'''
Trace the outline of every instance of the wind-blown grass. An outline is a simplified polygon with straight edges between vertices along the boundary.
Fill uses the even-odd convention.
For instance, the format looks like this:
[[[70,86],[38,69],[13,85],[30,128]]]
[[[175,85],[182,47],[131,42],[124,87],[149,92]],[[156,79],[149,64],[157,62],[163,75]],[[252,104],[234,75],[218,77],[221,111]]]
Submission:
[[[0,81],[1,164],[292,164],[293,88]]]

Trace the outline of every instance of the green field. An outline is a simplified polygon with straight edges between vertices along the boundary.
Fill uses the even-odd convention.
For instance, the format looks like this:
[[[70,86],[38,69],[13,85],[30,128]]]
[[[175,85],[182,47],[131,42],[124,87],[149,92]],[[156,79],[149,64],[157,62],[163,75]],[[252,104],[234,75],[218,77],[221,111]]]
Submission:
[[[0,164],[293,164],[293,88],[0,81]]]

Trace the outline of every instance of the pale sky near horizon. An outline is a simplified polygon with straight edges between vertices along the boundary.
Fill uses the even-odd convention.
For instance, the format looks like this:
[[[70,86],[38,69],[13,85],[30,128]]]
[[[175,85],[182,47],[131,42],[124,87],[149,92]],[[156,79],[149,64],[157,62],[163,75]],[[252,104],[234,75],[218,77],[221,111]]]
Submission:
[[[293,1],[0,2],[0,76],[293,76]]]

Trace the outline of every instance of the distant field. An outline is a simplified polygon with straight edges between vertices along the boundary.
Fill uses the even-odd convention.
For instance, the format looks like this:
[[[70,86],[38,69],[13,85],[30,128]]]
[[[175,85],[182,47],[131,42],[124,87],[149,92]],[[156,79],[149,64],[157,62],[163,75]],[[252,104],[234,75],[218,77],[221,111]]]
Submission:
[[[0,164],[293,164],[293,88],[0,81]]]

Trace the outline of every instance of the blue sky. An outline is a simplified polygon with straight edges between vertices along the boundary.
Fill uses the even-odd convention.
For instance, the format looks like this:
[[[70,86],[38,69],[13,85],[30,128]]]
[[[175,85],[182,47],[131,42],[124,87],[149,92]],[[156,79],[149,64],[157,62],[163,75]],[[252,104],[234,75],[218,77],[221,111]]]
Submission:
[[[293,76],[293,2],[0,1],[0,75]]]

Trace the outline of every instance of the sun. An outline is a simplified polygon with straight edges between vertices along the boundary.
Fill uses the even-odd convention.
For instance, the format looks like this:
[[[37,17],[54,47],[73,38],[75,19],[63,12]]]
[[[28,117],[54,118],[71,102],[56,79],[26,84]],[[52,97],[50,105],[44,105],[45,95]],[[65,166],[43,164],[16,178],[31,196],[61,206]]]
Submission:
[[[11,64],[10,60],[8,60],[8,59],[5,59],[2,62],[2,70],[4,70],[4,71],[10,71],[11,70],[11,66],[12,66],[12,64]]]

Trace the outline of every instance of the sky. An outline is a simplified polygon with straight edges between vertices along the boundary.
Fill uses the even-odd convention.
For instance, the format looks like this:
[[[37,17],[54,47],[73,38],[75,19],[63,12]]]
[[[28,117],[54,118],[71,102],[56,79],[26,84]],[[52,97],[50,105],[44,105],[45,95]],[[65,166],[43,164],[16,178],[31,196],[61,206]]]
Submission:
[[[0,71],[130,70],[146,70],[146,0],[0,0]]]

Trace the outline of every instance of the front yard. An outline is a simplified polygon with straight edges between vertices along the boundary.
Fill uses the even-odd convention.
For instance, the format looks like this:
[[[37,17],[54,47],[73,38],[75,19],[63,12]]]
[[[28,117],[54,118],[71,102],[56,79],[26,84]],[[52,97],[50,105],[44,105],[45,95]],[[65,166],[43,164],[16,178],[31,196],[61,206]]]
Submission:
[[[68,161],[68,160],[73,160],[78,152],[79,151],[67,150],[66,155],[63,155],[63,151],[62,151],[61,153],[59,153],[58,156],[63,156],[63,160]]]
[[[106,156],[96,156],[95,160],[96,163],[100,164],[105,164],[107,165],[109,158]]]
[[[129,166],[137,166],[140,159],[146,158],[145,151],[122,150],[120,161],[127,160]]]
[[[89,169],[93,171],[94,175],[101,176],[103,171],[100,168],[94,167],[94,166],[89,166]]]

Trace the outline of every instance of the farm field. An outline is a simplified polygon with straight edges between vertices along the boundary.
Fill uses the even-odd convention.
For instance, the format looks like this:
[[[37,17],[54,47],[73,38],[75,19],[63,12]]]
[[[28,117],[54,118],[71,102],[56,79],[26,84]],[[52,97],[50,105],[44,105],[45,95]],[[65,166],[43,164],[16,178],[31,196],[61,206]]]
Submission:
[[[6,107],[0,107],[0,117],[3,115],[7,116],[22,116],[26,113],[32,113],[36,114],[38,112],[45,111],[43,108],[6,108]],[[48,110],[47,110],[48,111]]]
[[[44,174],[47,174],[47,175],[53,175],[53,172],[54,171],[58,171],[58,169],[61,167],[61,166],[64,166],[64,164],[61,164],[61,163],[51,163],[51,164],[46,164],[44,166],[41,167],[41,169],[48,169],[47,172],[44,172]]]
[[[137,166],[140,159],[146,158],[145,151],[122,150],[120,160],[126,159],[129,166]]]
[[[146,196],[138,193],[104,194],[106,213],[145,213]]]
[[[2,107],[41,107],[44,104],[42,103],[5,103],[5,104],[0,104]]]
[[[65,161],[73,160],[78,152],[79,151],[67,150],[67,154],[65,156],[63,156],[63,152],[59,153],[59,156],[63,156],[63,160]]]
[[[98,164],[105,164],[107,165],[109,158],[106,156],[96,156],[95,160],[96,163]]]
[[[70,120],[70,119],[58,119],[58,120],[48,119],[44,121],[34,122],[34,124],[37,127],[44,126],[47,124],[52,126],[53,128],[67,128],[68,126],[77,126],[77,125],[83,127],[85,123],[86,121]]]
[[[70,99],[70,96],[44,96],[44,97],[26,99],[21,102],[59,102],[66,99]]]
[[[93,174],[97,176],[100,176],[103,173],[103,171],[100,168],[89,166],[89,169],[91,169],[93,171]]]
'''
• _What this task involves_:
Change every "simplified polygon" in the records above to "closed polygon", and reproduce all the records with everything else left as it is.

• _Exercise output_:
Trace the outline of every instance of the wind-blown grass. An outline is a closed polygon with straight edges between vertices along the boundary.
Fill uses the even-odd convention.
For instance, the format looks like this:
[[[70,86],[38,69],[13,85],[30,128]]]
[[[175,85],[182,47],[131,42],[124,87],[149,92]],[[156,79],[149,64],[157,62],[163,75]],[[252,104],[234,75],[218,77],[221,111]]]
Submission:
[[[0,81],[1,164],[292,164],[293,88]]]

Trace the outline of every instance of the green field. An outline is a closed polygon with straight edges between vertices along the boundary.
Fill uses the even-odd convention.
For instance, the format looks like this:
[[[70,86],[38,69],[13,85],[30,128]]]
[[[175,85],[182,47],[131,42],[124,87],[149,92]],[[156,79],[149,64],[157,62],[163,75]],[[252,104],[234,75],[218,77],[221,111]]]
Submission:
[[[0,164],[293,164],[293,88],[0,81]]]

Trace the outline of every instance of the pale sky near horizon. An outline is a closed polygon with straight edges between vertices along the boundary.
Fill uses the even-odd convention.
For instance, the format looks like this:
[[[70,86],[38,69],[13,85],[30,128]]]
[[[175,85],[182,47],[131,42],[124,87],[149,92]],[[156,79],[149,64],[157,62],[163,75]],[[252,104],[234,75],[218,77],[221,111]]]
Submission:
[[[293,1],[0,2],[0,76],[293,76]]]

Trace the outline of every instance of the distant field. An outline is a closed polygon with straight edges between vertices along the boundary.
Fill uses the even-odd convention.
For instance, the format looks like this:
[[[70,86],[38,69],[13,85],[30,128]]]
[[[175,85],[182,47],[131,42],[124,87],[149,92]],[[156,79],[149,64],[157,62],[163,75]],[[252,104],[234,75],[218,77],[221,111]]]
Submission:
[[[0,164],[293,164],[293,88],[0,81]]]

Trace the outline of every instance of the blue sky. An outline is a closed polygon with straight edges between vertices along the boundary.
Fill uses the even-odd convention.
For instance, the format looks like this:
[[[70,86],[38,69],[13,85],[30,128]]]
[[[175,85],[182,47],[131,42],[124,87],[149,92]],[[156,79],[149,64],[157,62],[163,75]],[[252,104],[234,75],[218,77],[221,111]]]
Submission:
[[[293,76],[293,2],[0,1],[0,75]]]

Trace the outline of every instance of the sun. An outline is a closed polygon with straight edges between vertices along the boundary.
Fill uses the even-odd convention.
For instance, the format looks like this:
[[[37,17],[54,47],[73,38],[75,19],[63,12]]]
[[[28,117],[54,118],[71,102],[56,79],[26,84]],[[52,97],[50,105],[44,105],[45,95]],[[65,166],[43,164],[16,178],[31,196],[61,206]]]
Submission:
[[[11,64],[10,60],[8,60],[8,59],[5,59],[2,62],[2,70],[4,70],[4,71],[10,71],[11,70],[11,66],[12,66],[12,64]]]

Trace the outline of every instance of the sky. An outline is a closed polygon with straight edges between vertices along the boundary.
Fill uses the even-odd convention.
For instance, the format looks like this:
[[[37,17],[54,47],[73,38],[75,19],[63,12]]]
[[[28,117],[54,118],[71,102],[56,79],[26,84]],[[52,97],[50,105],[44,105],[45,95]],[[65,166],[43,164],[16,178],[31,196],[61,206]]]
Submission:
[[[0,71],[130,70],[146,70],[146,0],[0,0]]]

Trace the outline of every instance of the front yard. An outline is a closed polygon with straight edges between vertices along the boundary.
Fill uses the even-odd convention.
For instance, the format looks like this:
[[[37,17],[54,47],[73,38],[75,19],[63,12]]]
[[[28,117],[54,118],[71,102],[56,79],[26,84]],[[52,97],[50,105],[44,105],[45,95]],[[65,166],[43,164],[16,178],[31,196],[61,206]]]
Submission:
[[[68,161],[68,160],[73,160],[78,152],[79,151],[67,150],[66,155],[63,155],[63,151],[62,151],[61,153],[59,153],[58,156],[63,156],[63,160]]]
[[[106,156],[96,156],[95,160],[96,163],[100,164],[105,164],[107,165],[109,158]]]
[[[129,166],[137,166],[140,159],[146,158],[145,151],[122,150],[120,161],[127,160]]]
[[[89,169],[93,171],[94,175],[101,176],[103,171],[100,168],[94,167],[94,166],[89,166]]]

Trace the outline of every instance of the farm field. An outline is a closed polygon with straight edges between vertices along the boundary.
Fill uses the even-odd convention.
For instance, the format looks like this:
[[[37,17],[54,47],[73,38],[75,19],[63,12]]]
[[[28,117],[54,118],[71,102],[56,79],[26,84]],[[52,97],[50,105],[44,105],[45,95]],[[65,166],[43,164],[16,178],[31,196],[61,206]]]
Submission:
[[[6,107],[0,107],[0,117],[3,115],[7,116],[22,116],[26,113],[32,113],[36,114],[38,112],[45,111],[43,108],[6,108]],[[48,110],[47,110],[48,111]]]
[[[44,174],[47,174],[47,175],[53,175],[53,172],[54,171],[58,171],[58,169],[61,167],[61,166],[64,166],[64,164],[61,164],[61,163],[51,163],[51,164],[46,164],[44,166],[41,167],[41,169],[48,169],[47,172],[44,172]]]
[[[137,166],[140,159],[146,158],[145,151],[122,150],[120,160],[126,159],[129,166]]]
[[[146,196],[138,193],[104,194],[106,213],[145,213]]]
[[[2,107],[41,107],[44,104],[42,103],[5,103],[5,104],[0,104]]]
[[[65,161],[73,160],[78,152],[79,151],[67,150],[67,154],[65,156],[63,156],[63,152],[59,153],[59,156],[63,156],[63,160]]]
[[[98,164],[105,164],[107,165],[109,158],[106,156],[96,156],[95,160],[96,163]]]
[[[70,120],[70,119],[58,119],[58,120],[48,119],[44,121],[34,122],[34,124],[37,127],[44,126],[47,124],[52,126],[53,128],[67,128],[68,126],[77,126],[77,125],[83,127],[85,123],[86,121]]]
[[[70,99],[70,96],[44,96],[44,97],[26,99],[21,102],[59,102],[66,99]]]
[[[93,174],[97,176],[100,176],[103,173],[103,171],[100,168],[89,166],[89,169],[91,169],[93,171]]]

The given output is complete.